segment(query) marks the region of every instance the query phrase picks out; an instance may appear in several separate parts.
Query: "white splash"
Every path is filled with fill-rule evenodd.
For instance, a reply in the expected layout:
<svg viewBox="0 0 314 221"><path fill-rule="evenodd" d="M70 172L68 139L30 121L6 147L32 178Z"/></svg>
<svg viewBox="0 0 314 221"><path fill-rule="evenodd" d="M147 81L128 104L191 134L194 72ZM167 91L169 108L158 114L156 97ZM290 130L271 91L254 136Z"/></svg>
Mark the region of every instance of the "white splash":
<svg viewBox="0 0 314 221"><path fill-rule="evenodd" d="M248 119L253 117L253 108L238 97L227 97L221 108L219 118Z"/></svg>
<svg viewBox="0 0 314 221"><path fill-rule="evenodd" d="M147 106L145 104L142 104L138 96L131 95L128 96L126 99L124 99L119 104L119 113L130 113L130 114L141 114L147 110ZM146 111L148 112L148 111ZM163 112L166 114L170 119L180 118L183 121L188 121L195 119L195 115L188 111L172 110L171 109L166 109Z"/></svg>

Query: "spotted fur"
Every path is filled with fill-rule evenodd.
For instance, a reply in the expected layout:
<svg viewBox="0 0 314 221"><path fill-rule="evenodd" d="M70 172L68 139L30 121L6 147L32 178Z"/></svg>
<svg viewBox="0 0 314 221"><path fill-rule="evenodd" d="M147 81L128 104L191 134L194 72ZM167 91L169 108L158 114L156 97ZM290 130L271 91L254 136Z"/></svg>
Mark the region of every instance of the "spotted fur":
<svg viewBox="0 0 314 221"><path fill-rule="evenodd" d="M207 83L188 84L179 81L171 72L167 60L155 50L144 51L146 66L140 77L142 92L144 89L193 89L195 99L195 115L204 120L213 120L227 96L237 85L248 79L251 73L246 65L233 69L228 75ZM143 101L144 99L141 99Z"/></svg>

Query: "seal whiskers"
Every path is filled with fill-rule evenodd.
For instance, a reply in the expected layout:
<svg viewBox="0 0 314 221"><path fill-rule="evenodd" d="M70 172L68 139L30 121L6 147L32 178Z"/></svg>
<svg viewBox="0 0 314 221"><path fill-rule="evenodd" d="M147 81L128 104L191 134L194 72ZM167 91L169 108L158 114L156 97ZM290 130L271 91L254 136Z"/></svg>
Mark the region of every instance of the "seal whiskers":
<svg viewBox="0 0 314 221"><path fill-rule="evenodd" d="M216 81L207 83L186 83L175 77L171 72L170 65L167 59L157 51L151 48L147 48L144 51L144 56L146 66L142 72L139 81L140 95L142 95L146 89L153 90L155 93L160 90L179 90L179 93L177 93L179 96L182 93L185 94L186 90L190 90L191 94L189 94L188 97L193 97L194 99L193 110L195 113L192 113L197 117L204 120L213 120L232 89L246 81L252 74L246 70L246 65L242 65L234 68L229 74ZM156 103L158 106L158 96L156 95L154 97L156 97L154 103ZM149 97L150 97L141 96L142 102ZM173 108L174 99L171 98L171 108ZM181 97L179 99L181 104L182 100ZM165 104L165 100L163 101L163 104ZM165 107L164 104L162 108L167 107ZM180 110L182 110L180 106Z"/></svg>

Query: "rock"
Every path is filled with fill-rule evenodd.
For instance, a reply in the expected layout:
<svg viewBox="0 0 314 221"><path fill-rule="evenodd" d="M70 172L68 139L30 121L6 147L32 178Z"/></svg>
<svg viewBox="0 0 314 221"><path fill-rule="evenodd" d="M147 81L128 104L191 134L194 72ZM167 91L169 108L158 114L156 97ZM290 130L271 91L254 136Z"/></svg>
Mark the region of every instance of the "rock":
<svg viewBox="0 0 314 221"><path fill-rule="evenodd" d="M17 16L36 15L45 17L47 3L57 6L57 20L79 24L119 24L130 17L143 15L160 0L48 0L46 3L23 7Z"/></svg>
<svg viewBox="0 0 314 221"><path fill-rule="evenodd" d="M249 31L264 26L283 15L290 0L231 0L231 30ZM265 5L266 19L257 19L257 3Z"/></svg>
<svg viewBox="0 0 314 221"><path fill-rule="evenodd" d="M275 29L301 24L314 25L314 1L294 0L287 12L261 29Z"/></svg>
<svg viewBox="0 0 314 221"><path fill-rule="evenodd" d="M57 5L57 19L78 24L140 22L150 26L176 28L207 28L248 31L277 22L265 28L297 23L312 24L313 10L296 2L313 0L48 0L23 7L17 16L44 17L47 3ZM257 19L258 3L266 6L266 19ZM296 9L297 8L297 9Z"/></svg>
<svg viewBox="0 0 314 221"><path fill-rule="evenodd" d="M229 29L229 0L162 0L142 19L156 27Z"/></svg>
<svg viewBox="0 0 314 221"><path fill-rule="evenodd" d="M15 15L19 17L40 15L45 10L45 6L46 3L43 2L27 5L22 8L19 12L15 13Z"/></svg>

++++++++

▶ [Problem]: Copy out every row above exactly, with no changes.

▶ [Full answer]:
segment(query) marks the region of every instance the query phrase picks out; an instance may appear in several separate parts.
Query: "white splash"
Every path is filled with fill-rule evenodd.
For instance, a reply in the expected layout:
<svg viewBox="0 0 314 221"><path fill-rule="evenodd" d="M70 172L68 139L30 121L6 147L32 178Z"/></svg>
<svg viewBox="0 0 314 221"><path fill-rule="evenodd" d="M147 81L128 104L191 134L194 72ZM167 91L169 108L158 114L156 97ZM290 130L271 91L254 136Z"/></svg>
Mark the region of every instance of the "white splash":
<svg viewBox="0 0 314 221"><path fill-rule="evenodd" d="M248 119L253 117L253 108L238 97L227 97L221 108L219 118Z"/></svg>
<svg viewBox="0 0 314 221"><path fill-rule="evenodd" d="M147 106L145 104L142 104L138 96L131 95L128 96L126 99L124 99L119 104L119 113L130 113L130 114L141 114L147 110ZM146 111L148 112L148 111ZM163 112L166 114L170 119L180 118L183 121L188 121L195 119L195 115L188 111L172 110L171 109L166 109Z"/></svg>

Query: "spotted fur"
Every path is filled with fill-rule evenodd.
For instance, a reply in the expected layout:
<svg viewBox="0 0 314 221"><path fill-rule="evenodd" d="M70 172L68 139L30 121L6 147L32 178Z"/></svg>
<svg viewBox="0 0 314 221"><path fill-rule="evenodd" d="M147 81L128 104L191 134L194 72ZM167 91L169 108L158 114L156 97ZM290 130L271 91L254 136Z"/></svg>
Mark the region of every instance of the "spotted fur":
<svg viewBox="0 0 314 221"><path fill-rule="evenodd" d="M207 83L188 84L179 81L171 72L167 60L155 50L144 51L146 66L140 77L142 92L144 89L193 89L195 99L195 115L204 120L213 120L227 96L237 85L248 79L251 73L246 65L233 69L228 75ZM143 101L144 99L141 99Z"/></svg>

Query: "seal whiskers"
Every path is filled with fill-rule evenodd.
For instance, a reply in the expected layout:
<svg viewBox="0 0 314 221"><path fill-rule="evenodd" d="M70 172L68 139L30 121L6 147L32 178Z"/></svg>
<svg viewBox="0 0 314 221"><path fill-rule="evenodd" d="M147 81L128 104L191 134L194 72ZM167 91L169 108L158 114L156 97ZM290 130L271 91L254 136Z"/></svg>
Mark the region of every instance of the "seal whiskers":
<svg viewBox="0 0 314 221"><path fill-rule="evenodd" d="M216 81L207 83L186 83L175 77L171 72L170 65L167 59L157 51L151 48L147 48L144 51L144 56L146 66L142 72L139 81L140 95L142 95L146 89L153 90L155 93L160 90L179 90L179 93L177 93L179 96L182 93L185 94L186 90L190 90L191 94L189 94L188 97L193 97L194 99L193 110L195 113L192 113L197 117L204 120L213 120L232 89L246 81L252 74L246 70L246 65L242 65L234 68L229 74ZM156 103L158 106L158 96L156 95L154 97L156 97L154 103ZM149 97L150 97L141 96L142 102ZM173 108L174 99L171 98L171 108ZM181 97L179 99L181 104L182 100ZM165 104L165 100L163 101L163 104ZM165 107L164 104L162 108L167 107ZM180 110L182 110L180 106Z"/></svg>

Query: "rock"
Every path is filled with fill-rule evenodd.
For instance, a reply in the expected layout:
<svg viewBox="0 0 314 221"><path fill-rule="evenodd" d="M70 172L68 139L30 121L6 147L32 178Z"/></svg>
<svg viewBox="0 0 314 221"><path fill-rule="evenodd" d="M147 81L128 104L191 134L194 72ZM167 91L169 108L158 114L156 97ZM290 130L271 91L254 136Z"/></svg>
Mark the region of every instance of the "rock":
<svg viewBox="0 0 314 221"><path fill-rule="evenodd" d="M17 16L36 15L45 17L47 3L57 6L57 20L79 24L119 24L130 17L143 15L160 0L48 0L46 3L23 7Z"/></svg>
<svg viewBox="0 0 314 221"><path fill-rule="evenodd" d="M249 31L264 26L283 15L290 0L231 0L231 30ZM265 5L266 19L257 19L257 3Z"/></svg>
<svg viewBox="0 0 314 221"><path fill-rule="evenodd" d="M275 29L301 24L314 25L314 1L294 0L287 12L261 29Z"/></svg>
<svg viewBox="0 0 314 221"><path fill-rule="evenodd" d="M57 5L57 19L78 24L140 22L150 26L176 28L207 28L248 31L277 22L265 28L297 23L312 24L313 10L296 2L313 0L48 0L23 7L17 16L44 17L47 3ZM257 19L258 3L266 6L266 19ZM296 9L297 8L297 9Z"/></svg>
<svg viewBox="0 0 314 221"><path fill-rule="evenodd" d="M229 29L229 0L162 0L142 19L156 27Z"/></svg>
<svg viewBox="0 0 314 221"><path fill-rule="evenodd" d="M15 15L19 17L40 15L45 10L45 6L46 3L43 2L27 5L22 8L19 12L15 13Z"/></svg>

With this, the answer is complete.